### REQUIREMENT:
Write out each line of the listing as it stands, without the images.

(A block of data)
● ● ● ● ● ● ●

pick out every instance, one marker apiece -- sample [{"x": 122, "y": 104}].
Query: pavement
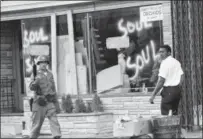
[{"x": 194, "y": 134}]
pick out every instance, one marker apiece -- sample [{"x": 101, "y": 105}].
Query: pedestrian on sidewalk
[
  {"x": 45, "y": 102},
  {"x": 170, "y": 81}
]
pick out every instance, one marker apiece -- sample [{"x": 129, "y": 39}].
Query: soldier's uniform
[{"x": 45, "y": 102}]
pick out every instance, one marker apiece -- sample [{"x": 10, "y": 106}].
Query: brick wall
[
  {"x": 133, "y": 105},
  {"x": 83, "y": 125}
]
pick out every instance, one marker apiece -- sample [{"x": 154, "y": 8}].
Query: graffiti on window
[
  {"x": 32, "y": 36},
  {"x": 131, "y": 27},
  {"x": 141, "y": 60}
]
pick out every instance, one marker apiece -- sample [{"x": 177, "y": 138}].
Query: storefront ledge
[
  {"x": 133, "y": 94},
  {"x": 83, "y": 114},
  {"x": 11, "y": 114}
]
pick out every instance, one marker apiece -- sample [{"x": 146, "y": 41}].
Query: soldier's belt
[{"x": 48, "y": 98}]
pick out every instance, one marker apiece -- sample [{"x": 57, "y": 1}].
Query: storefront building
[
  {"x": 109, "y": 48},
  {"x": 86, "y": 42}
]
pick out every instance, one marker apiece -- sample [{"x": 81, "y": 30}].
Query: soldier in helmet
[{"x": 45, "y": 100}]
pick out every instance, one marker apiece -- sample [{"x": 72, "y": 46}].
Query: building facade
[{"x": 84, "y": 41}]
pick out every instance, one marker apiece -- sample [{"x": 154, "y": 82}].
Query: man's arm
[
  {"x": 34, "y": 83},
  {"x": 181, "y": 80},
  {"x": 159, "y": 85}
]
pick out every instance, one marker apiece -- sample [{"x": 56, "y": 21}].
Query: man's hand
[{"x": 151, "y": 100}]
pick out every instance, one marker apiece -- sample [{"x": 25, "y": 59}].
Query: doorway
[{"x": 11, "y": 67}]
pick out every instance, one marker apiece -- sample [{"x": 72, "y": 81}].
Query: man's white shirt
[{"x": 171, "y": 71}]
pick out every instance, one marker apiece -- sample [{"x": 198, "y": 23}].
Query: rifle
[{"x": 34, "y": 70}]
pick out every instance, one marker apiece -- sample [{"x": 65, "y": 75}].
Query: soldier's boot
[{"x": 54, "y": 124}]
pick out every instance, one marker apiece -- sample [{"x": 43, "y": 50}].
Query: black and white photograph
[{"x": 101, "y": 69}]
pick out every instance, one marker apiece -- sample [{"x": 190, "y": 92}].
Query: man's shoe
[{"x": 57, "y": 137}]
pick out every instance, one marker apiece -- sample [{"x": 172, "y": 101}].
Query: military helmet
[{"x": 42, "y": 58}]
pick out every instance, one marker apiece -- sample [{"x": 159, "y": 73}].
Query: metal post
[{"x": 89, "y": 53}]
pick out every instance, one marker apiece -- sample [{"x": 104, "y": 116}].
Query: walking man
[
  {"x": 45, "y": 100},
  {"x": 170, "y": 79}
]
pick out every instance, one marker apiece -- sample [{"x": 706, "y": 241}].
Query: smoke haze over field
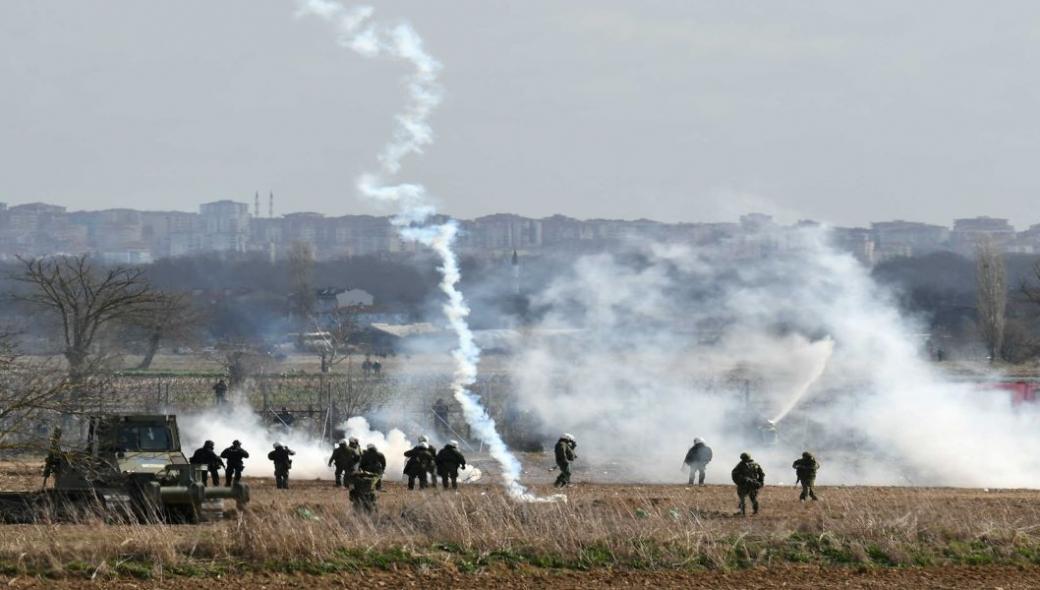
[{"x": 668, "y": 337}]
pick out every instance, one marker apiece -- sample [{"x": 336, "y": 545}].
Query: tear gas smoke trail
[
  {"x": 823, "y": 351},
  {"x": 411, "y": 134}
]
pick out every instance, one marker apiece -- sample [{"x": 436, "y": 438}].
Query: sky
[{"x": 678, "y": 110}]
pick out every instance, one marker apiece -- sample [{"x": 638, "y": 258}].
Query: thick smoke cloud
[{"x": 672, "y": 342}]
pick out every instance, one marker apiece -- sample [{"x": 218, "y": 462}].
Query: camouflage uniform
[
  {"x": 420, "y": 462},
  {"x": 448, "y": 463},
  {"x": 345, "y": 458},
  {"x": 206, "y": 456},
  {"x": 565, "y": 455},
  {"x": 282, "y": 465},
  {"x": 234, "y": 456},
  {"x": 373, "y": 462},
  {"x": 806, "y": 468},
  {"x": 749, "y": 478},
  {"x": 363, "y": 486}
]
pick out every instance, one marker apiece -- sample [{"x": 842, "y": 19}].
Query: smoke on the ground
[{"x": 670, "y": 342}]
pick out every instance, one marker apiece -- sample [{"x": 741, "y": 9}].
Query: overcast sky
[{"x": 675, "y": 110}]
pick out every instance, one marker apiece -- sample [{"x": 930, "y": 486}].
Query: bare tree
[
  {"x": 27, "y": 392},
  {"x": 83, "y": 298},
  {"x": 170, "y": 316},
  {"x": 1031, "y": 290},
  {"x": 991, "y": 297}
]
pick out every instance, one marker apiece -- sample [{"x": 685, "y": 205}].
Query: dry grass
[{"x": 312, "y": 529}]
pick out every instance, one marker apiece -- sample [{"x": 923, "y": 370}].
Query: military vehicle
[{"x": 131, "y": 468}]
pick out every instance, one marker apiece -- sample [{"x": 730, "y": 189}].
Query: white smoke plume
[
  {"x": 672, "y": 342},
  {"x": 357, "y": 31}
]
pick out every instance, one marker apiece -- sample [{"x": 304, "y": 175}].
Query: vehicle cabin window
[{"x": 144, "y": 437}]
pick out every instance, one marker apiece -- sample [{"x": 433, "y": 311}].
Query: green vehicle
[{"x": 130, "y": 469}]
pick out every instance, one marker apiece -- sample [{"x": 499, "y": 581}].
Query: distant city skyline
[
  {"x": 673, "y": 110},
  {"x": 125, "y": 235},
  {"x": 264, "y": 208}
]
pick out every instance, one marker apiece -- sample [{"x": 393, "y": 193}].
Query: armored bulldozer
[{"x": 130, "y": 468}]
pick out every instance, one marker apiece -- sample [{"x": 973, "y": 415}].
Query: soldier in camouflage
[
  {"x": 449, "y": 460},
  {"x": 565, "y": 456},
  {"x": 345, "y": 458},
  {"x": 373, "y": 462},
  {"x": 806, "y": 468},
  {"x": 749, "y": 478},
  {"x": 420, "y": 461},
  {"x": 363, "y": 486}
]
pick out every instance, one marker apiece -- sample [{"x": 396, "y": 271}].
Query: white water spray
[
  {"x": 821, "y": 352},
  {"x": 357, "y": 31}
]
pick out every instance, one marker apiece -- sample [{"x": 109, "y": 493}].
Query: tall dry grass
[{"x": 656, "y": 528}]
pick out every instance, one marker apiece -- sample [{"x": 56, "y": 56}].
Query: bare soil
[{"x": 934, "y": 518}]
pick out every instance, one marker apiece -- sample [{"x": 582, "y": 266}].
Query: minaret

● ● ● ● ● ● ●

### RESPONSE:
pick out every instance, one marker apiece -- sample [{"x": 122, "y": 104}].
Query: pavement
[{"x": 194, "y": 134}]
pick out every instance, one marker apiece -- sample [{"x": 101, "y": 105}].
Query: pedestrian on sidewalk
[
  {"x": 45, "y": 102},
  {"x": 170, "y": 81}
]
pick out every instance, one marker apiece -- sample [{"x": 129, "y": 39}].
Query: soldier's uniform
[{"x": 45, "y": 102}]
pick out every instance, one marker apiece -- sample [{"x": 10, "y": 106}].
Query: brick wall
[
  {"x": 133, "y": 105},
  {"x": 83, "y": 125}
]
pick out every instance, one marker apiece -- sample [{"x": 154, "y": 8}].
Query: graffiti on window
[
  {"x": 32, "y": 36},
  {"x": 131, "y": 27},
  {"x": 141, "y": 60}
]
pick out every instance, one marker apiece -- sample [{"x": 177, "y": 138}].
Query: storefront ledge
[
  {"x": 133, "y": 94},
  {"x": 83, "y": 114},
  {"x": 11, "y": 114}
]
pick out every instance, one marker apiece -- sample [{"x": 146, "y": 41}].
Query: soldier's belt
[{"x": 48, "y": 98}]
pick out every instance, one marker apiece -- sample [{"x": 57, "y": 1}].
Query: storefront building
[
  {"x": 109, "y": 48},
  {"x": 86, "y": 42}
]
pick out every instance, one marker apiece -- sample [{"x": 81, "y": 30}].
Query: soldier in helmet
[{"x": 45, "y": 100}]
pick out every instance, one marker apiece -- sample [{"x": 72, "y": 46}].
Query: building facade
[{"x": 84, "y": 41}]
pick out every instance, one marker apiece -- sample [{"x": 154, "y": 82}].
Query: man's arm
[
  {"x": 34, "y": 83},
  {"x": 181, "y": 80},
  {"x": 159, "y": 85}
]
pick out every instance, one marker apiece -- sample [{"x": 56, "y": 21}].
Query: man's hand
[{"x": 151, "y": 100}]
pick out every instance, one marker apiece -- sample [{"x": 25, "y": 59}].
Query: doorway
[{"x": 11, "y": 67}]
pick out every instance, one marker apiece -- sample [{"x": 72, "y": 81}].
Query: man's white shirt
[{"x": 171, "y": 71}]
pick out every instance, one marker apiece -- sample [{"x": 198, "y": 23}].
Query: rifle
[{"x": 34, "y": 70}]
pick out every instance, one marker apiece -- sample [{"x": 65, "y": 75}].
Query: soldier's boot
[{"x": 54, "y": 124}]
pick out every instance, one marker apiece -- sample [{"x": 43, "y": 50}].
Query: black and white photograph
[{"x": 101, "y": 69}]
pick out every instance, one marker apiece -- sample [{"x": 190, "y": 92}].
Query: man's shoe
[{"x": 57, "y": 137}]
pick out every instance, one marker apiece -- sample [{"x": 172, "y": 101}].
Query: military helmet
[{"x": 42, "y": 58}]
pick out every instance, one marker apiece -- sample [{"x": 159, "y": 73}].
Query: metal post
[{"x": 89, "y": 53}]
pick out every instance, one marker apiece -- sample [{"x": 104, "y": 116}].
Query: walking man
[
  {"x": 45, "y": 100},
  {"x": 170, "y": 79}
]
pick out every instance, one marker apiece -- sample [{"x": 706, "y": 241}].
Query: smoke haze over field
[{"x": 668, "y": 337}]
pick out every instance, one marker apiece -- sample [{"x": 336, "y": 545}].
Query: tear gas smoke trail
[
  {"x": 823, "y": 351},
  {"x": 411, "y": 134}
]
pick out every instance, one marker apiece -- sample [{"x": 436, "y": 438}].
Query: sky
[{"x": 678, "y": 110}]
pick out every instance, one marker apiece -- sample [{"x": 638, "y": 258}].
Query: thick smoke cloud
[{"x": 672, "y": 342}]
pick out every instance, one marker apiece -- sample [{"x": 218, "y": 462}].
Query: camouflage uniform
[
  {"x": 420, "y": 462},
  {"x": 448, "y": 463},
  {"x": 345, "y": 458},
  {"x": 206, "y": 456},
  {"x": 565, "y": 455},
  {"x": 282, "y": 465},
  {"x": 234, "y": 456},
  {"x": 373, "y": 462},
  {"x": 806, "y": 468},
  {"x": 749, "y": 478},
  {"x": 363, "y": 486}
]
pick out every instance, one marker apiece -- sample [{"x": 842, "y": 19}].
Query: smoke on the ground
[{"x": 670, "y": 342}]
pick out every instance, one marker apiece -- sample [{"x": 741, "y": 9}].
Query: overcast sky
[{"x": 675, "y": 110}]
pick out every instance, one marker apiece -- sample [{"x": 930, "y": 486}].
Query: bare tree
[
  {"x": 27, "y": 392},
  {"x": 83, "y": 298},
  {"x": 170, "y": 316},
  {"x": 1031, "y": 290},
  {"x": 991, "y": 297}
]
pick out every instance, one marker apiece -- sample [{"x": 685, "y": 205}].
Query: dry grass
[{"x": 312, "y": 529}]
pick out every instance, one marker apiece -- sample [{"x": 923, "y": 370}].
Query: military vehicle
[{"x": 131, "y": 468}]
pick out every instance, one marker apiece -- sample [{"x": 730, "y": 189}].
Query: white smoke plume
[
  {"x": 672, "y": 342},
  {"x": 357, "y": 31}
]
pick out every instance, one marker apiece -- sample [{"x": 304, "y": 175}].
Query: vehicle cabin window
[{"x": 144, "y": 437}]
pick out every instance, one marker apiece -- sample [{"x": 433, "y": 311}].
Query: green vehicle
[{"x": 130, "y": 469}]
pick out every instance, one marker apiece -- sample [{"x": 499, "y": 581}].
Query: distant city skyline
[
  {"x": 673, "y": 110},
  {"x": 125, "y": 235},
  {"x": 264, "y": 208}
]
pick out every instance, one marker apiece -- sample [{"x": 393, "y": 193}].
Query: armored bulldozer
[{"x": 130, "y": 468}]
pick out every instance, one marker apiece -- sample [{"x": 973, "y": 415}].
Query: soldier in camouflage
[
  {"x": 449, "y": 460},
  {"x": 565, "y": 456},
  {"x": 345, "y": 458},
  {"x": 373, "y": 462},
  {"x": 806, "y": 468},
  {"x": 749, "y": 478},
  {"x": 420, "y": 461},
  {"x": 363, "y": 486}
]
pick out every instance, one marker apiece -- sample [{"x": 396, "y": 271}].
Query: white water spray
[
  {"x": 821, "y": 352},
  {"x": 357, "y": 31}
]
pick out every instance, one marker apiece -- sample [{"x": 109, "y": 493}].
Query: tall dry grass
[{"x": 656, "y": 528}]
pick out every instance, one marker apiece -- sample [{"x": 56, "y": 56}].
Query: bare soil
[{"x": 934, "y": 518}]
pick out every instance, one marker apiece -- sample [{"x": 582, "y": 266}].
Query: minaret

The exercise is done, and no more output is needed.